EXERCISE REQUIREMENTS |
Return every line of the material below that contains the word "tire", treating uppercase and lowercase letters as different.

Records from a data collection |
==================================================

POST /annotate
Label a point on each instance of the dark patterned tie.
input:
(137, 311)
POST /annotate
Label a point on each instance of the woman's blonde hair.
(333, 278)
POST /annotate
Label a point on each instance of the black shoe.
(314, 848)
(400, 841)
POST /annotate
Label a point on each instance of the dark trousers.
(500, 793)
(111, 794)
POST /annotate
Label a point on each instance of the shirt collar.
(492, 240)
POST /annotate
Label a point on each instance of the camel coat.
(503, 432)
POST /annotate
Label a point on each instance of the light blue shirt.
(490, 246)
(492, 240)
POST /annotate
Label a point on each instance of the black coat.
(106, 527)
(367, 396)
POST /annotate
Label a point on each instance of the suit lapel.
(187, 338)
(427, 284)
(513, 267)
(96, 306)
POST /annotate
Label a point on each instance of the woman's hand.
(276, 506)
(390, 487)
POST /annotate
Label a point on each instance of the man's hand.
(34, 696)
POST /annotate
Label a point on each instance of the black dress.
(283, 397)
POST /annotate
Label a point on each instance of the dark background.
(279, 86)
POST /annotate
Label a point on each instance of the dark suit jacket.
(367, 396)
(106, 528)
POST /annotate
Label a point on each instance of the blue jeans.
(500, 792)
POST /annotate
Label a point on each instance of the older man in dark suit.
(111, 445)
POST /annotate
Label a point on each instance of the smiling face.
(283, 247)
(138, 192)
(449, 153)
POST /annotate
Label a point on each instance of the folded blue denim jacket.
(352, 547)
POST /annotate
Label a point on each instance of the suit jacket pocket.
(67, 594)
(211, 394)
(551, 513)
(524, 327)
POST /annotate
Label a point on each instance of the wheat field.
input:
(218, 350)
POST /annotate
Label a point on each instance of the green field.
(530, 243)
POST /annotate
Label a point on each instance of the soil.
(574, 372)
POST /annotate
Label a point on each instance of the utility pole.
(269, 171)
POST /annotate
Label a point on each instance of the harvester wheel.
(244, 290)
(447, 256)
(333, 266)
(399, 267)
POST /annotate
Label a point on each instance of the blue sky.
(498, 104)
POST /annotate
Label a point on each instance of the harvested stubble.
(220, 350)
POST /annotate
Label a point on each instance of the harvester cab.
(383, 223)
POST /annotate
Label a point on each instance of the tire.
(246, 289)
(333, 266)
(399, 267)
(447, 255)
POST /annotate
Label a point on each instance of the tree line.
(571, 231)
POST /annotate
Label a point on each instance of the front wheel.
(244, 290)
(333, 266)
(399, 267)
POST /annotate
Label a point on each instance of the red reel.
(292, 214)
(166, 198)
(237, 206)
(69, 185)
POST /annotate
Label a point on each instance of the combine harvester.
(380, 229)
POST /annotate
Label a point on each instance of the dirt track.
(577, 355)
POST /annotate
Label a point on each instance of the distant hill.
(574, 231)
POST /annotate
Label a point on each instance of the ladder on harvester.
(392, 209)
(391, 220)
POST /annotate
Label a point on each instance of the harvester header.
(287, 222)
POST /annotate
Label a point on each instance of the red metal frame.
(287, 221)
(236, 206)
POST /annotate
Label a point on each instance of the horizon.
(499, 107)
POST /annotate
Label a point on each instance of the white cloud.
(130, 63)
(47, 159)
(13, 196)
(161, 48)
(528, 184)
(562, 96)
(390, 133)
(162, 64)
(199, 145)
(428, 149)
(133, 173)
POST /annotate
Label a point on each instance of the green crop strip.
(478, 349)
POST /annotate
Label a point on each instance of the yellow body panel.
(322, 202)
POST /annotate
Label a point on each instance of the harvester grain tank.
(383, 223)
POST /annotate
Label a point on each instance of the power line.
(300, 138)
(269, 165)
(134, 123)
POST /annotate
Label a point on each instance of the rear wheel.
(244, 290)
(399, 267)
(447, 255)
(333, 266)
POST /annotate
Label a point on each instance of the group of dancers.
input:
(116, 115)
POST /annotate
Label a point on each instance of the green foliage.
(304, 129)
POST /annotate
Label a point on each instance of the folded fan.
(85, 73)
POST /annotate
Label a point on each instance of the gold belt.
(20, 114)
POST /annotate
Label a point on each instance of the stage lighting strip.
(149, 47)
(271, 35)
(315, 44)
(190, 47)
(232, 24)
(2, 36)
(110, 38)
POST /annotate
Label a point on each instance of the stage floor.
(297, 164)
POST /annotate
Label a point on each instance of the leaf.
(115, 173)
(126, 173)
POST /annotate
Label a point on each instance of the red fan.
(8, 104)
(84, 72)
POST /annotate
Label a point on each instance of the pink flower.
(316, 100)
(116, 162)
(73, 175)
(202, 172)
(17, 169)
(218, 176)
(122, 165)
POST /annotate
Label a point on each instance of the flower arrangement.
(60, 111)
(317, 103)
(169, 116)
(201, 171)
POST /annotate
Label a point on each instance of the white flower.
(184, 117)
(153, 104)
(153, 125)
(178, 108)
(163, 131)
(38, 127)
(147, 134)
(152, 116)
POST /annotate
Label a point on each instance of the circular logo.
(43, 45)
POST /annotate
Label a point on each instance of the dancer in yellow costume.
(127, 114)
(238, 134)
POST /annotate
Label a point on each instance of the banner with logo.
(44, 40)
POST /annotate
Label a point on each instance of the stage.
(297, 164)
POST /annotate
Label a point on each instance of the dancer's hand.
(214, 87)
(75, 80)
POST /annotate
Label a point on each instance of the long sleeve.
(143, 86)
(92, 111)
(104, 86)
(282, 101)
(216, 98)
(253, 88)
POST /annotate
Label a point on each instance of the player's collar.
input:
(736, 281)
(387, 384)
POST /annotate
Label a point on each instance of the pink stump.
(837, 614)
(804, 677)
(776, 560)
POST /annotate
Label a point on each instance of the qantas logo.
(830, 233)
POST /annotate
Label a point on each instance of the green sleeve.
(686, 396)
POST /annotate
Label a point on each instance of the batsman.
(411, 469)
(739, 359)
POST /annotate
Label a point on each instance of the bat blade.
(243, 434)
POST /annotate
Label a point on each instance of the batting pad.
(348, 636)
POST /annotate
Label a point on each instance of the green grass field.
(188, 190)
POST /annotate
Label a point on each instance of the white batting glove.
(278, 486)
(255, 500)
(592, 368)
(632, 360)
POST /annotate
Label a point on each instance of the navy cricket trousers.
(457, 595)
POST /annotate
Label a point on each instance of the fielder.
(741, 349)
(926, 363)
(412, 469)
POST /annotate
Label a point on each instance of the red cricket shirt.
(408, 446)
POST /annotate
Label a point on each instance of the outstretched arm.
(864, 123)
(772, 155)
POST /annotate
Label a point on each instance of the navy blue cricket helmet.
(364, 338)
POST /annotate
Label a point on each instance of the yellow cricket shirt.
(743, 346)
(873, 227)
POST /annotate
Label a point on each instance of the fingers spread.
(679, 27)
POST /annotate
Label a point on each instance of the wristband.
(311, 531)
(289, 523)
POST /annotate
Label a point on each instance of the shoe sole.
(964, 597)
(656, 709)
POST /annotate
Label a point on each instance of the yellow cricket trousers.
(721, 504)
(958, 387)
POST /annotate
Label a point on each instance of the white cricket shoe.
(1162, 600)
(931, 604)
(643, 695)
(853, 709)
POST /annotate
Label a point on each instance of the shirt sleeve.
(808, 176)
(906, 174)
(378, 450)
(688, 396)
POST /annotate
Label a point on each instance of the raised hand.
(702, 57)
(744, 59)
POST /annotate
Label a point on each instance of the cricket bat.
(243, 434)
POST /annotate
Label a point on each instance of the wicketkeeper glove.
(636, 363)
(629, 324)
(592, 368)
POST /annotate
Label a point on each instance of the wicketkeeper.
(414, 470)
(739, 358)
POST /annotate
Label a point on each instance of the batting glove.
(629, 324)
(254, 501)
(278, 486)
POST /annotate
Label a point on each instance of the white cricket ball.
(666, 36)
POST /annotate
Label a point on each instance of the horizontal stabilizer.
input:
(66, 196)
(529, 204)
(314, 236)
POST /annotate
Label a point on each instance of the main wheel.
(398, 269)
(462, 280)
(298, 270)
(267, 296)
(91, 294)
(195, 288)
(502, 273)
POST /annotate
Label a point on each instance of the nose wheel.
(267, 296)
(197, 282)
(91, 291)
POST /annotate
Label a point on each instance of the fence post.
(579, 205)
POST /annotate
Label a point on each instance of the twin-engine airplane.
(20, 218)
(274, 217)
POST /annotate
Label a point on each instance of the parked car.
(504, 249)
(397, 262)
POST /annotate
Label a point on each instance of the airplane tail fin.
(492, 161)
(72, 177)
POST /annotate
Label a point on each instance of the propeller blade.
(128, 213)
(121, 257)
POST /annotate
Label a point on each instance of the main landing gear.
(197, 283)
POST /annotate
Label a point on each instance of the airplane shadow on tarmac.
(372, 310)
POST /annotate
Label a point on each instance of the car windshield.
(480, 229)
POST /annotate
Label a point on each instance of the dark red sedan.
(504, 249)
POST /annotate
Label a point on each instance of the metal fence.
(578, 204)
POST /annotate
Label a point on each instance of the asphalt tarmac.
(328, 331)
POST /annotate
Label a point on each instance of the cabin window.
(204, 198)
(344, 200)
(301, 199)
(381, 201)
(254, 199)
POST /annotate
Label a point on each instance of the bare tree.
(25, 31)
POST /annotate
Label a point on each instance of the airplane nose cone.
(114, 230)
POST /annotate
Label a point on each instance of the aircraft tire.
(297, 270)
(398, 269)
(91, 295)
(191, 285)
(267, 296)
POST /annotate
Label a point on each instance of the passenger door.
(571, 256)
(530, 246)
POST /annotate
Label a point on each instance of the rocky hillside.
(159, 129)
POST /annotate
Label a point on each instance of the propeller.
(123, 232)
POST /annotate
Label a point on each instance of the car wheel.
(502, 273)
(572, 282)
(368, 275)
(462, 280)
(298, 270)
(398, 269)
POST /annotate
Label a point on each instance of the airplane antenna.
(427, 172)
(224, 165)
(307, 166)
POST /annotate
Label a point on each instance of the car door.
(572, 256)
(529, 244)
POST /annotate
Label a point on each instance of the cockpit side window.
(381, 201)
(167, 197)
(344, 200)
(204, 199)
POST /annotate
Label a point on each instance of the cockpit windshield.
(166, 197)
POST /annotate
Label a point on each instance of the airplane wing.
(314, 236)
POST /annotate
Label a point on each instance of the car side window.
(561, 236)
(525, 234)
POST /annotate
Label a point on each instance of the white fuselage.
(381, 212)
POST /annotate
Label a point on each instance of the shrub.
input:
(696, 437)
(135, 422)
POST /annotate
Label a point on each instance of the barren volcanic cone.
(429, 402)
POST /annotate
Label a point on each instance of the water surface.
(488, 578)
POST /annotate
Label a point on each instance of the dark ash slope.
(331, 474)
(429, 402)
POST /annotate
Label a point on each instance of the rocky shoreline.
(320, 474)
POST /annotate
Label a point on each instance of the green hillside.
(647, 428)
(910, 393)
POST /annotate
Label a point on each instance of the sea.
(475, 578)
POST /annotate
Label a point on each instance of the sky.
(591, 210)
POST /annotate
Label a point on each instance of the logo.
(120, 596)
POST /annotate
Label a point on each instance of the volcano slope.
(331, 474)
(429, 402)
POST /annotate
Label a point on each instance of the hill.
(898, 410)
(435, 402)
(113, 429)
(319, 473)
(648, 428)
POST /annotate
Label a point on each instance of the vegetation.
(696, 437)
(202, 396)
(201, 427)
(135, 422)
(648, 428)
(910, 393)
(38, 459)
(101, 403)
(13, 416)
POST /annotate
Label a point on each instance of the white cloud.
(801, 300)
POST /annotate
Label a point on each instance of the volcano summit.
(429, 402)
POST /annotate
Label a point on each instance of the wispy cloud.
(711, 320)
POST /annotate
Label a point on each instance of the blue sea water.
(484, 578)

==================================================

FINAL ANSWER |
Label a point on each instance of the tire.
Label a point on each instance of the aircraft tire.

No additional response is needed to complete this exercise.